**Quoted passage**:
%%
Compare the best credit cards for bad credit
Capital One® Secured Mastercard®
Who should get it: The Capital One® Secured Mastercard® reports to all three major credit bureaus, and if you make your first five monthly payments on time, you may get a credit limit increase without having to increase the security deposit. That boost could, in turn, reduce your credit utilization, another factor in improving your FICO score.
Why you’ll love it:
The security deposit is fully refundable, and with the minimum required deposit, you’ll have access to a $200 credit limit. The Capital One® Secured Mastercard® also has a $0 annual fee. That means there is no additional cost for using the card, provided you pay in full within the 25-day grace period.
Things to consider:
- At 26.99% (Variable), the purchase APR for this credit card is high.
- You need to have access to an authorized bank account to make the secured deposit.
- There are no rewards associated with the card.
Pro tip: Want to raise your credit limit? The Capital One® Secured Mastercard® allows you to deposit even more money before your account (for a credit limit of up to $1,000)..
%%
[Rows from a dataset]
%%
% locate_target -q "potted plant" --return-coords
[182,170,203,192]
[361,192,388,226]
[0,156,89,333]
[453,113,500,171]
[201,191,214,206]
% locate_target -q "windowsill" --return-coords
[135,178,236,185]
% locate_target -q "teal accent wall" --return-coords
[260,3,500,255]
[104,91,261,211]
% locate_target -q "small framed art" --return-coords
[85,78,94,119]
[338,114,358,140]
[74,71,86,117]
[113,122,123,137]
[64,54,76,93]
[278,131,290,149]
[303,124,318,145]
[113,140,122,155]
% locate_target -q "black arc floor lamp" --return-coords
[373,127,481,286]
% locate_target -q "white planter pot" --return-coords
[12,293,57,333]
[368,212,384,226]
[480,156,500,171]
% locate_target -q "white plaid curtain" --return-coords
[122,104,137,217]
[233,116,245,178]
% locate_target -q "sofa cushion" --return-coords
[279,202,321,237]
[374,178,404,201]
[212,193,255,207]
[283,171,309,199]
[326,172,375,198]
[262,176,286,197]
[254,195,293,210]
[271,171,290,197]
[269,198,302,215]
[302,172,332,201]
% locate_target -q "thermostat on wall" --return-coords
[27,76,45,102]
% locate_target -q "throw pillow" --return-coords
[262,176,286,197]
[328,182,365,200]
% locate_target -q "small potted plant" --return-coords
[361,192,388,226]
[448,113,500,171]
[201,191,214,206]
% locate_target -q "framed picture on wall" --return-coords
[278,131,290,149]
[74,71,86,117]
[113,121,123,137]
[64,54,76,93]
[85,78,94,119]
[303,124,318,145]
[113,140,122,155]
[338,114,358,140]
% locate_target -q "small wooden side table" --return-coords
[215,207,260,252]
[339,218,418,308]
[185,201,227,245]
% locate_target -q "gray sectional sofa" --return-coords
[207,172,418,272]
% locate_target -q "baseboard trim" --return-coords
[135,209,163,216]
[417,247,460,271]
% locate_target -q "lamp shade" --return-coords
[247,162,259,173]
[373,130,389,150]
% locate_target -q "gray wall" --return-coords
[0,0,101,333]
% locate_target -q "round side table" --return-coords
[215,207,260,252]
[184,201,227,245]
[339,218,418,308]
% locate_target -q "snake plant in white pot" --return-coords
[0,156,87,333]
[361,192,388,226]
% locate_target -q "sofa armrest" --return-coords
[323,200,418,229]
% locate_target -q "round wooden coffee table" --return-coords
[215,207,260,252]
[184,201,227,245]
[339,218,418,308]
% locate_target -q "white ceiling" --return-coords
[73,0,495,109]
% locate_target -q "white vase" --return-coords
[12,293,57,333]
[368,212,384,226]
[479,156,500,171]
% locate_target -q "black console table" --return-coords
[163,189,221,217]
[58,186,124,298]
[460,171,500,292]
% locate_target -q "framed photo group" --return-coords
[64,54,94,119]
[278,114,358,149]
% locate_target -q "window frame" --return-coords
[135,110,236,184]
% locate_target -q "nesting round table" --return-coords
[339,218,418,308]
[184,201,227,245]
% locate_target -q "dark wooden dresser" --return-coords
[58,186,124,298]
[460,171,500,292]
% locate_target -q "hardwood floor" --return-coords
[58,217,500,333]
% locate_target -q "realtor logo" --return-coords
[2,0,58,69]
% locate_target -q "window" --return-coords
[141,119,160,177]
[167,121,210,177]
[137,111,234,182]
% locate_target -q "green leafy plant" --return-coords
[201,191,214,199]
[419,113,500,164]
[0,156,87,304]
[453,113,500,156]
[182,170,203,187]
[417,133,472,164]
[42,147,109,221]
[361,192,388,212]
%%
**Work to do**:
**a)** Update the listing starting with the line with "plant in white" and going on through the end of the listing: replace "table" with "desk" wherever it occurs, leave everything else unchanged, and return only those lines.
**b)** Go on with the comparison of credit cards for bad credit, picking up after its final sentence.

**Per-task answers**:
**a)**
% locate_target -q "snake plant in white pot" --return-coords
[0,156,87,333]
[361,192,388,226]
% locate_target -q "sofa armrest" --return-coords
[323,200,418,229]
% locate_target -q "round wooden coffee desk" --return-coords
[215,207,260,252]
[184,201,227,245]
[339,218,418,308]
% locate_target -q "white ceiling" --return-coords
[73,0,495,109]
% locate_target -q "white vase" --return-coords
[12,293,57,333]
[368,212,384,226]
[479,156,500,171]
% locate_target -q "black console desk" --return-coords
[163,189,221,217]
[58,186,124,298]
[460,171,500,292]
% locate_target -q "framed photo group" --return-coords
[64,54,94,119]
[278,114,358,149]
% locate_target -q "window frame" --return-coords
[135,110,236,184]
% locate_target -q "nesting round desk" --return-coords
[339,218,418,308]
[184,201,227,245]
% locate_target -q "dark wooden dresser" --return-coords
[58,186,124,298]
[460,171,500,292]
% locate_target -q "hardwood floor" --return-coords
[58,217,500,333]
% locate_target -q "realtor logo" --return-coords
[2,0,58,69]
% locate_target -q "window" --return-coords
[141,119,160,177]
[167,121,210,177]
[137,111,234,182]
% locate_target -q "green leafy plant" --return-coords
[201,191,214,199]
[419,113,500,164]
[0,156,87,304]
[453,113,500,156]
[182,170,203,187]
[417,133,472,164]
[42,147,109,221]
[361,192,388,212]

**b)**
If you have a history of late loan payments, a lot of revolving debt, a recent bankruptcy or a short credit history, you may have bad credit. That means you’ll have a harder time qualifying for loans or getting favorable interest rates. Fortunately, there are bad credit credit cards, and using these cards wisely can improve your credit score over time.
How to get a credit card with bad credit?
Before you start filling out applications, it’s a good idea to get your ducks in a row. Here are some quick tips for making sure you’re ready to apply for your first card in turning around your bad credit:
- Save a bit of cash for a security deposit: Secured credit cards offer the highest chances of approval because they require you to place a security deposit, which becomes your credit line.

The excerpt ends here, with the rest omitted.